• Provided entries:
==================================================

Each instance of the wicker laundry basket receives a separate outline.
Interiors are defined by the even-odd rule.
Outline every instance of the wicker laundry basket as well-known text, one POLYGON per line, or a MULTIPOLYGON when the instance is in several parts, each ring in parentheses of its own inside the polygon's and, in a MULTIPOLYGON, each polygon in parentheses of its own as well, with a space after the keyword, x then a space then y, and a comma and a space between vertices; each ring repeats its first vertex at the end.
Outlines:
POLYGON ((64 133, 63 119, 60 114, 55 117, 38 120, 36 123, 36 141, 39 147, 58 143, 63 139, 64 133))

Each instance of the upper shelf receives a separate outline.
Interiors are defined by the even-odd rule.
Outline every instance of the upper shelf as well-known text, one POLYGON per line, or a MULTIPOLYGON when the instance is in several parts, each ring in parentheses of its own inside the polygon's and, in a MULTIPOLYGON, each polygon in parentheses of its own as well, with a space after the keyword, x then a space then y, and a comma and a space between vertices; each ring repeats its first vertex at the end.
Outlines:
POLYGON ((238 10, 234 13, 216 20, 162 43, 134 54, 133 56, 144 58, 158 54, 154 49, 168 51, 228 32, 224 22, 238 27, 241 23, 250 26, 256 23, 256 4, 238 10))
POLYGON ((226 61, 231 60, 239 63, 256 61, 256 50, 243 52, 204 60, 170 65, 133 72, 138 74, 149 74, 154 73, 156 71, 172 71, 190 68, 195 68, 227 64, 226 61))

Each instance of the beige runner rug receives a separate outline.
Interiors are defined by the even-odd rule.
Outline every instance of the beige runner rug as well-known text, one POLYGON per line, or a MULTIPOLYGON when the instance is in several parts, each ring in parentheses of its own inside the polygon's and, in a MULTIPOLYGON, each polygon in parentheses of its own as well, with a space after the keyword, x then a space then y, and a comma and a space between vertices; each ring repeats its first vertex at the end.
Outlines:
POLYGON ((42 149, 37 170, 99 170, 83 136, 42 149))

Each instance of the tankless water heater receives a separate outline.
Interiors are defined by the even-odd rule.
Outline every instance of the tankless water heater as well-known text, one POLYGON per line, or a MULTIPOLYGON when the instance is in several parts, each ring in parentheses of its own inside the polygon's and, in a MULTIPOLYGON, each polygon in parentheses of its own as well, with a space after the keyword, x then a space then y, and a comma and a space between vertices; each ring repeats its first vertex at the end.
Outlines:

==================================================

Revise the rows above so that every "even-odd rule" becomes "nonzero winding rule", with nothing else changed.

• Response to the task:
Each instance of the wicker laundry basket receives a separate outline.
Interiors are defined by the nonzero winding rule.
Outline every instance of the wicker laundry basket as well-known text, one POLYGON per line, or a MULTIPOLYGON when the instance is in several parts, each ring in parentheses of its own inside the polygon's and, in a MULTIPOLYGON, each polygon in parentheses of its own as well, with a space after the keyword, x then a space then y, and a comma and a space between vertices; each ring repeats its first vertex at the end.
Outlines:
POLYGON ((64 133, 63 119, 60 114, 55 117, 38 120, 36 123, 36 141, 39 147, 58 143, 63 139, 64 133))

Each instance of the upper shelf receives a separate outline.
Interiors are defined by the nonzero winding rule.
Outline every instance of the upper shelf as well-known text, one POLYGON per line, or a MULTIPOLYGON when the instance is in several parts, each ring in parentheses of its own inside the polygon's and, in a MULTIPOLYGON, each polygon in parentheses of its own as well, with a space after the keyword, x then a space then y, and a comma and a space between vertices; each ring repeats its first vertex at the end.
Outlines:
POLYGON ((238 10, 234 13, 216 20, 162 43, 134 54, 133 56, 144 58, 158 54, 154 49, 168 51, 228 32, 224 22, 238 27, 241 23, 250 26, 256 23, 256 4, 238 10))
POLYGON ((226 61, 231 60, 239 63, 256 61, 256 50, 243 52, 204 60, 170 65, 133 72, 138 74, 149 74, 154 73, 156 71, 172 71, 190 68, 195 68, 227 64, 226 61))

Each instance of the beige runner rug receives a separate outline.
Interiors are defined by the nonzero winding rule.
Outline every instance of the beige runner rug as well-known text, one POLYGON per line, or a MULTIPOLYGON when the instance is in several parts, each ring in parentheses of its own inside the polygon's and, in a MULTIPOLYGON, each polygon in parentheses of its own as well, with a space after the keyword, x then a space then y, and a comma and a space between vertices; each ring repeats its first vertex at the end.
Outlines:
POLYGON ((42 149, 37 170, 99 170, 83 136, 42 149))

Each instance of the tankless water heater receives a separate outline.
Interiors are defined by the nonzero winding rule.
Outline every instance of the tankless water heater as well-known text, one POLYGON per line, or a MULTIPOLYGON when the instance is in several parts, each ring in parentheses of its own inside the polygon's and, in a MULTIPOLYGON, each polygon in parentheses of its own as well, with a space after the keyword, x then a space then y, and a comma and a space between vertices; each ring repeats its first vertex at the end.
Outlines:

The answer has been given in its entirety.